> [What you have to do] Rewrite everything from the line containing "[point] at the seared" down to the end of the records as a Markdown table with the columns Row and Line, numbering each row and skipping blank lines.

Point-based annotation records
** Start **
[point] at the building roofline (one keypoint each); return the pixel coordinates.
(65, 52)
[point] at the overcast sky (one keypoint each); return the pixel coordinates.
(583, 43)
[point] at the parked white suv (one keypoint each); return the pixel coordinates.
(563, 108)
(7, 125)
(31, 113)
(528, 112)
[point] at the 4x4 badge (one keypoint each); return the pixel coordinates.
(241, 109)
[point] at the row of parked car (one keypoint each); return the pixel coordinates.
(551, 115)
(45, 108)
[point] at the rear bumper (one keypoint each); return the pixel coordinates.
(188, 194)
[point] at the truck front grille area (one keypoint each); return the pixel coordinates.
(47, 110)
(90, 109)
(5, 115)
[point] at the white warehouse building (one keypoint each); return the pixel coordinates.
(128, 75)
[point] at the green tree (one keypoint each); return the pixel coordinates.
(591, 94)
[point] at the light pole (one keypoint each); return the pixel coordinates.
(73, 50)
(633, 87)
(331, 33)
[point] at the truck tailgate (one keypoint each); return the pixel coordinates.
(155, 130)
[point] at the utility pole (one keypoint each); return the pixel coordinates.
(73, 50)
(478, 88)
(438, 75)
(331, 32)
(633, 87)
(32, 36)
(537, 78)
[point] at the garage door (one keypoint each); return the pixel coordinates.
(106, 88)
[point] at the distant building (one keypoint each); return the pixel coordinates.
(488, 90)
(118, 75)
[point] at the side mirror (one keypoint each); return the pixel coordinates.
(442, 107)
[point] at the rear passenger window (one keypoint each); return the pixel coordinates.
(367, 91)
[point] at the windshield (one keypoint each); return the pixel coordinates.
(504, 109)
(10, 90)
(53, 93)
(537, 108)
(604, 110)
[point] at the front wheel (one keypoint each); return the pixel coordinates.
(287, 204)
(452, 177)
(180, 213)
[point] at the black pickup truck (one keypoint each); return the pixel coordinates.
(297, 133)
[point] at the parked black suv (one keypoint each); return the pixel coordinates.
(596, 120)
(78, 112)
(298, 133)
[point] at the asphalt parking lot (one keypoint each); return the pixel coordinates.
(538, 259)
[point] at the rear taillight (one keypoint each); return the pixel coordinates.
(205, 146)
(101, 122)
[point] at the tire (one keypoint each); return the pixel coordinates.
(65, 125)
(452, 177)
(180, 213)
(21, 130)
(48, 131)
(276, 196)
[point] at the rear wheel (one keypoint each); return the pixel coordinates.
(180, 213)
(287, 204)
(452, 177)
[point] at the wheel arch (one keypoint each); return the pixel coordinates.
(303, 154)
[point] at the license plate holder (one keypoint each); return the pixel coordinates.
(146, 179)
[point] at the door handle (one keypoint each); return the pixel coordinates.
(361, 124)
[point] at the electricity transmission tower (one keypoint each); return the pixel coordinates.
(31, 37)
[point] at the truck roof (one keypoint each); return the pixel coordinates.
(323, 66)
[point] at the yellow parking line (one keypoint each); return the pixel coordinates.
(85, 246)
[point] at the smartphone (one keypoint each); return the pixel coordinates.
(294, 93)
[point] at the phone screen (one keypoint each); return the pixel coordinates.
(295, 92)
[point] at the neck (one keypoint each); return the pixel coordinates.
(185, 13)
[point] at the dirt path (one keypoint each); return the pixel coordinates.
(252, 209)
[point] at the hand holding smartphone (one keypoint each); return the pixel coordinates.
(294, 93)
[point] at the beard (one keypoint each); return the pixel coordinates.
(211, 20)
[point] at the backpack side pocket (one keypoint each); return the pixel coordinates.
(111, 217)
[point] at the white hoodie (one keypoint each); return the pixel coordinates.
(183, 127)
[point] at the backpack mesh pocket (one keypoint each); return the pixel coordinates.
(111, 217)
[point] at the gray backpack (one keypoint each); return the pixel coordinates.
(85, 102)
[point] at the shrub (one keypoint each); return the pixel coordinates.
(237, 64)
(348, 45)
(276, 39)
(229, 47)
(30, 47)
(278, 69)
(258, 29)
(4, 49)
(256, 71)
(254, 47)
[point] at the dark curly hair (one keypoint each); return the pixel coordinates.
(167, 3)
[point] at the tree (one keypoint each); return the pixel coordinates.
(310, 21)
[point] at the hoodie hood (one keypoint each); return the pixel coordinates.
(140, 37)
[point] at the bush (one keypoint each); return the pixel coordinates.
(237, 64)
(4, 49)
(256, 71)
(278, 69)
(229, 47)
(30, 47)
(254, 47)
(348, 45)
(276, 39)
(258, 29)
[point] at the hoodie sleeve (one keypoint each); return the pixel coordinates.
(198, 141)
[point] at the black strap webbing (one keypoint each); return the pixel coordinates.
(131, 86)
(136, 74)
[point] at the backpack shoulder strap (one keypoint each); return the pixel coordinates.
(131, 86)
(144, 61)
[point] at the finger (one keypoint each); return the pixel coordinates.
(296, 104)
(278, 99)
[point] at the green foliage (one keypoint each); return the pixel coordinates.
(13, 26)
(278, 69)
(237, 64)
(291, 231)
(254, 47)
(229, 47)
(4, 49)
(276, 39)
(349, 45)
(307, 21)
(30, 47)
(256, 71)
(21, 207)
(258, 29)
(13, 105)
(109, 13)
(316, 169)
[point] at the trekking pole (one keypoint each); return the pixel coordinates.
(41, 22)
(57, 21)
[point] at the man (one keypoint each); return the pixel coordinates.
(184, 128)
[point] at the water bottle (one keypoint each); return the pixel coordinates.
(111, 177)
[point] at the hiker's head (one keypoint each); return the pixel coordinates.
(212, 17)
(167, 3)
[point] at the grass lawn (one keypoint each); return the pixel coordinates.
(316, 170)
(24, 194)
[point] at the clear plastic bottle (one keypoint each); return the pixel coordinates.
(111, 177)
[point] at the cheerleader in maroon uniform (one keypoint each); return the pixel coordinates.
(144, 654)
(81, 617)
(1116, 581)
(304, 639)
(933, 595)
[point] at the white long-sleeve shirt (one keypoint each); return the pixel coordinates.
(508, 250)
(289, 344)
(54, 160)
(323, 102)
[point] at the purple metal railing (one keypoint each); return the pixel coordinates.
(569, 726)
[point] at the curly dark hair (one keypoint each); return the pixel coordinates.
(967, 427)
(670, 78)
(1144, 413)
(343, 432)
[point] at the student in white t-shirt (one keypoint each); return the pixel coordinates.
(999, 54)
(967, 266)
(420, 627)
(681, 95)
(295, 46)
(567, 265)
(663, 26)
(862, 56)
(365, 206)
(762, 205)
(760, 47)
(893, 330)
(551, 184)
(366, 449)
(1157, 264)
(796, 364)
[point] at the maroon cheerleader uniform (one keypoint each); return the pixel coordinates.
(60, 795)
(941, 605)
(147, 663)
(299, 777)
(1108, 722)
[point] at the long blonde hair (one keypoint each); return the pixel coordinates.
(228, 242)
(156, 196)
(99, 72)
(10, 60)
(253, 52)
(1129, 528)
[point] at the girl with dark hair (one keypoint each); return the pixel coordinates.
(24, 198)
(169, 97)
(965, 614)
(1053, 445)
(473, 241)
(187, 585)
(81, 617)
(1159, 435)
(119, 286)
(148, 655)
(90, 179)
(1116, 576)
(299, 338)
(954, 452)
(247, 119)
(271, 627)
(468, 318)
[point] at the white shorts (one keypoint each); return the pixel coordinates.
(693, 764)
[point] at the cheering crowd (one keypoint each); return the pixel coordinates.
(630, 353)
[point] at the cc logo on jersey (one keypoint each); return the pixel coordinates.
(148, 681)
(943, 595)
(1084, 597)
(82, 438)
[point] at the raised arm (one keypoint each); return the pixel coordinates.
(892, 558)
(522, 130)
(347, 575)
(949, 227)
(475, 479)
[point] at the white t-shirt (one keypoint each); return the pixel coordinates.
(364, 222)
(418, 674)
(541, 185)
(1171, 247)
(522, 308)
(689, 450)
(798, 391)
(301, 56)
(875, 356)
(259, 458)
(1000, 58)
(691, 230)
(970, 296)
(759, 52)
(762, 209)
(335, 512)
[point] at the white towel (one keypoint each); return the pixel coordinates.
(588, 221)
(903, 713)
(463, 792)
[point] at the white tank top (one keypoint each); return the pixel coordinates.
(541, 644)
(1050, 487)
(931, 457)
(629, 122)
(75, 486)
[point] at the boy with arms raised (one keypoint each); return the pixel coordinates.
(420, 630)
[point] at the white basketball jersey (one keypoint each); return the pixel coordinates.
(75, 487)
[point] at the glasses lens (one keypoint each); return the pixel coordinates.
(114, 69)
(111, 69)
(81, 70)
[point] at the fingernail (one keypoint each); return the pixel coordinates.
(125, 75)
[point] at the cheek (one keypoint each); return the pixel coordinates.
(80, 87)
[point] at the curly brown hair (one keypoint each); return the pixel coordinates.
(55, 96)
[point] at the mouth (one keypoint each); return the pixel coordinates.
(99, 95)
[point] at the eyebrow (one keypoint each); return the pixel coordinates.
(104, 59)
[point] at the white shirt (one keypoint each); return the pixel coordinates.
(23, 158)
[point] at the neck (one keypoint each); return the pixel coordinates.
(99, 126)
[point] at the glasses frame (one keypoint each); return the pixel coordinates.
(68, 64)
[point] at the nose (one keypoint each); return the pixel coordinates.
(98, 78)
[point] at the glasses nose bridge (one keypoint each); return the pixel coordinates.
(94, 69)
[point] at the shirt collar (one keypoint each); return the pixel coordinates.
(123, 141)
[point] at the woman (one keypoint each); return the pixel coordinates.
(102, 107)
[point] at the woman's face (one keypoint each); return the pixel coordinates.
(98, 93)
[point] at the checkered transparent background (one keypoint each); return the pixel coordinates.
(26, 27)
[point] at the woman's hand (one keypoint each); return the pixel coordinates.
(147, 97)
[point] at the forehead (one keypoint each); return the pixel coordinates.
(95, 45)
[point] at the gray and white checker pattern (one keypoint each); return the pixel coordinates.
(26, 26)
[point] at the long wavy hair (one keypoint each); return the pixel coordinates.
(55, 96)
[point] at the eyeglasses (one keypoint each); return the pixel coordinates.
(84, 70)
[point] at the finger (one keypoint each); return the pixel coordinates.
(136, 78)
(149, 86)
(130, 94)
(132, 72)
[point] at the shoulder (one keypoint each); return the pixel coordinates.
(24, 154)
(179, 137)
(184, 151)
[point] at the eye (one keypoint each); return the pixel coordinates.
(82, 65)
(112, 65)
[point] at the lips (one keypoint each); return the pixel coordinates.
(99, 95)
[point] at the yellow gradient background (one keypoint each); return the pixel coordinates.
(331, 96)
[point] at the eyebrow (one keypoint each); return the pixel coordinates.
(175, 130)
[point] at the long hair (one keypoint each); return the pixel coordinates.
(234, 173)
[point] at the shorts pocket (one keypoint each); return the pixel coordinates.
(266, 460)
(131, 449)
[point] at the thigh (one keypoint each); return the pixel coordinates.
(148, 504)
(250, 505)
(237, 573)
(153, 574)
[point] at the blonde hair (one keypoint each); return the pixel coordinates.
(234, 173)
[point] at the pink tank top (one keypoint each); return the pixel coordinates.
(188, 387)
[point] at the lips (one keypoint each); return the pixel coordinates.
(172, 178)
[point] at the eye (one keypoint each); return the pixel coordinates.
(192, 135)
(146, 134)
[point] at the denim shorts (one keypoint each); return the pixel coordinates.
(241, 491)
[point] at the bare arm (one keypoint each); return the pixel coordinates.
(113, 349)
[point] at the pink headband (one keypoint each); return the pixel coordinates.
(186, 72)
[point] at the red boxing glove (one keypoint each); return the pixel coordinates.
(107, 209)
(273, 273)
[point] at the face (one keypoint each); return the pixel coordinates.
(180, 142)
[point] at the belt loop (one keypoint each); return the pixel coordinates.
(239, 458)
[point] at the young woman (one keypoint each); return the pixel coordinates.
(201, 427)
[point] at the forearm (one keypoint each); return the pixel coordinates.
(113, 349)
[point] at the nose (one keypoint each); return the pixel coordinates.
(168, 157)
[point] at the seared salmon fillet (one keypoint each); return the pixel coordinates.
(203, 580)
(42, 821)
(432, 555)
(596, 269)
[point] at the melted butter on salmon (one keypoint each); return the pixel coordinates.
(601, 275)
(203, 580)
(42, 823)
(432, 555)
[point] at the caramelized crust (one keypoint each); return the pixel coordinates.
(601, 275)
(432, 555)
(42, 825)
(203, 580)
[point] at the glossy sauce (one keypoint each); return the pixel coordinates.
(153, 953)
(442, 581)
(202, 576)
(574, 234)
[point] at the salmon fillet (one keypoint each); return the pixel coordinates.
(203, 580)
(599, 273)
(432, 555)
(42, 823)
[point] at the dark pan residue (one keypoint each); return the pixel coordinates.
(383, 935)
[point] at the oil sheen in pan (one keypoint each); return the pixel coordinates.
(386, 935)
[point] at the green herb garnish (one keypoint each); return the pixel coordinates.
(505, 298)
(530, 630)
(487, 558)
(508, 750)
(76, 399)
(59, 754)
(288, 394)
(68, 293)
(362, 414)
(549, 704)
** End **
> [Task answer]
| Row | Line |
|---|---|
| 1 | [point] at the seared salmon fillet (one keypoint each); return the pixel coordinates. |
| 2 | (203, 580) |
| 3 | (42, 821) |
| 4 | (432, 555) |
| 5 | (596, 269) |
| 6 | [point] at the melted butter on salmon (one keypoint each); return the pixel coordinates. |
| 7 | (601, 275) |
| 8 | (203, 580) |
| 9 | (42, 823) |
| 10 | (432, 555) |
| 11 | [point] at the caramelized crust (one keypoint each); return the pixel coordinates. |
| 12 | (601, 275) |
| 13 | (432, 555) |
| 14 | (42, 825) |
| 15 | (203, 580) |
| 16 | [point] at the glossy sauce (one keypoint each); return the pixel coordinates. |
| 17 | (153, 953) |
| 18 | (442, 581) |
| 19 | (202, 576) |
| 20 | (574, 234) |
| 21 | [point] at the salmon fillet (one keypoint each); return the pixel coordinates. |
| 22 | (203, 580) |
| 23 | (599, 273) |
| 24 | (432, 555) |
| 25 | (42, 823) |
| 26 | [point] at the dark pan residue (one keypoint each); return the pixel coordinates. |
| 27 | (383, 935) |
| 28 | [point] at the oil sheen in pan (one keypoint each); return the pixel coordinates. |
| 29 | (386, 935) |
| 30 | [point] at the green herb garnish (one keypoint each); return the pixel coordinates. |
| 31 | (505, 298) |
| 32 | (530, 630) |
| 33 | (487, 558) |
| 34 | (508, 750) |
| 35 | (76, 399) |
| 36 | (59, 754) |
| 37 | (288, 394) |
| 38 | (68, 293) |
| 39 | (362, 414) |
| 40 | (549, 704) |